Er selbst hat die Not früh kommen sehen: "Ich musste doch nicht ohne Grund 14 Stunden am Tag arbeiten", sagt der Mediziner. Natürlich hätte auch er es sich leicht machen und ein Schild aufhängen können mit dem Text: ‚Unsere Praxis ist voll‘. Lieber war ihm allerdings eine Lösung im Sinne seiner Patienten. Inzwischen hat er gemeinsam mit seiner Frau Ina, mit der er die Praxis betreibt, das "Hausärztliche Versorgungszentrum Daun" aufgebaut.

Angestellte Ärzte mit Stundenbudget

"Viele haben anfangs nur den Kopf geschüttelt, weil sie sich das nicht vorstellen konnten. Wir haben viel Geld und Nerven investiert. Jetzt funktioniert es." Mittlerweile arbeiten sieben Ärzte als Angestellte mit einem definierten Stundenbudget in der Praxis mit. Die Gemeinschaftspraxis von Dr. Heinz-Josef Weis in Daun, der ansonsten in absehbarer Zeit in den Ruhestand gegangen wäre, hat ihren Sitz kürzlich zu Schnieder verlegt. Mit Weis gewinnt die Praxis viele Jahre praktischer Erfahrung. Und er selbst kann sein Stundenbudget beliebig zurückfahren in dem Wissen, dass seine Patienten und seine Mitarbeiter gut untergebracht sind. Außerdem wurden zwei volle Arztstellen geschaffen, die das Land mit jeweils 15.000 Euro nach den Richtlinien zur Förderung der hausärztlichen Versorgung auf dem Land unterstützt. Um dieses Geld zu erhalten, musste die Praxis für 30.000 Euro neue Geräte anschaffen. Sollten beide Ärzte allerdings vor dem Ablauf von fünf Jahren kündigen, müsste die Förderung anteilig zurückgezahlt werden. "In der jetzigen Konstellation mit 6,5 vollen Arztstellen, verteilt auf neun Kollegen, schaffen wir bis zu 6000 Patienten pro Quartal", so Schnieder.

-- ÜBUNGSDATEN --
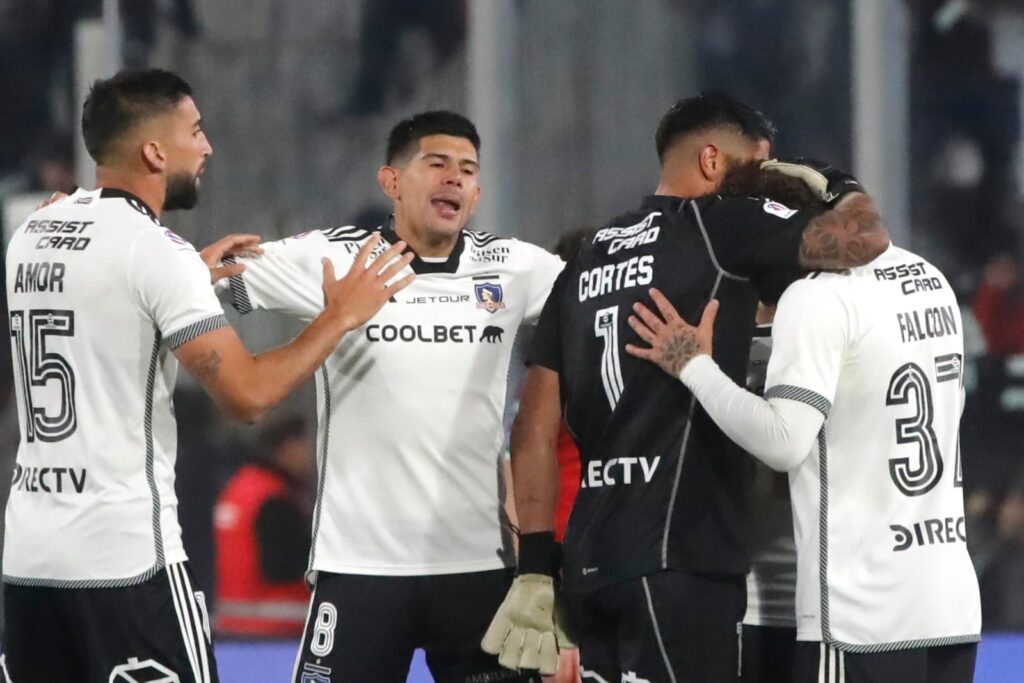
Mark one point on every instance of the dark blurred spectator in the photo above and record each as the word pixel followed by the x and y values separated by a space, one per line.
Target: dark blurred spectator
pixel 1000 564
pixel 35 53
pixel 207 456
pixel 739 51
pixel 389 28
pixel 263 521
pixel 139 20
pixel 998 306
pixel 565 449
pixel 965 124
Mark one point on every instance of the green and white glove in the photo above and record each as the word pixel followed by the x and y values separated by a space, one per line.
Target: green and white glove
pixel 826 181
pixel 525 631
pixel 522 633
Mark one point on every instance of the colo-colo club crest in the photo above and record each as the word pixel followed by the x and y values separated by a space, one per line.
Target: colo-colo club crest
pixel 488 296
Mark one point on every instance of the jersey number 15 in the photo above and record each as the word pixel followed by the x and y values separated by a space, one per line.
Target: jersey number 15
pixel 37 367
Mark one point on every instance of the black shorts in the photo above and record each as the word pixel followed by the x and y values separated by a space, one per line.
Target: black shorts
pixel 817 663
pixel 768 654
pixel 155 631
pixel 364 628
pixel 671 626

-- ARBEITSAUFTRAG --
Greifen Sie den Text über das hausärztliche Versorgungszentrum in Daun wieder auf und schreiben Sie ihn im Anschluss an seinen letzten Satz weiter.

-- LÖSUNG --
Zu chronisch kranken, dementen oder multimorbiden Patienten schickt die Praxis zusätzlich vier nichtärztliche Praxisassistentinnen (NäPa) regelmäßig zum Hausbesuch. Sie dürfen Blut abnehmen, die Gerinnung messen, den Blutzucker bestimmen oder Wunden beurteilen. "Die Assistentinnen schauen regelmäßig nach dem Gesamtzustand der Patienten und lenken so unsere Hausbesuche gezielt. Wir müssen dadurch über unsere normalen Besuchsrunden hinaus deutlich weniger Zeit im Auto verbringen." Die NäPa sparen den Ärzten das kostbarste Gut: Zeit. Trotzdem fallen im Hausärztlichen Versorgungszentrum immer noch 750 zeitintensive Hausbesuche im Quartal an. Sie sind die einzige Möglichkeit, alle Menschen – auch in den abgelegenen Orten – an das Gesundheitswesen anzubinden. "So kann niemand stranden, nur weil in seinem Dorf kein Bus mehr fährt."

Der Dauner Hausarzt hat vor allem verstanden, dass junge Ärzte andere Schwerpunkte haben als er, dass sie deutlich mehr auf ihre Work-Life-Balance achten und gerne zu planbaren Zeiten tätig sein wollen. Deshalb bietet er ihnen die Möglichkeit eines beliebigen Stundenbudgets, das sie nach Absprache einbringen. Schnieder hat damit mehr erreicht als die KV mit ihren Veranstaltungen "Arzt Nah Dran", in denen sie jungen Medizinern die Niederlassung im Notstandsgebiet schmackhaft machen will.

Aus der Stadt in die Eifel geholt

Gerade konnte die Praxis wieder eine Mitarbeiterin aus der Stadt gewinnen: Birgit Bender (45) ist Internistin, Kardiologin, Fachärztin für physikalische und Reha-Medizin und bringt Erfahrungen in Psychiatrie sowie Notfallmedizin mit. Die Bonnerin hatte zuvor in den Bereitschaftsdienstzentralen der Niedergelassenen in Gerolstein und Daun gearbeitet und die Eifel lieben gelernt. Seit April bringt sich Bender mit 30 Stunden pro Woche ein.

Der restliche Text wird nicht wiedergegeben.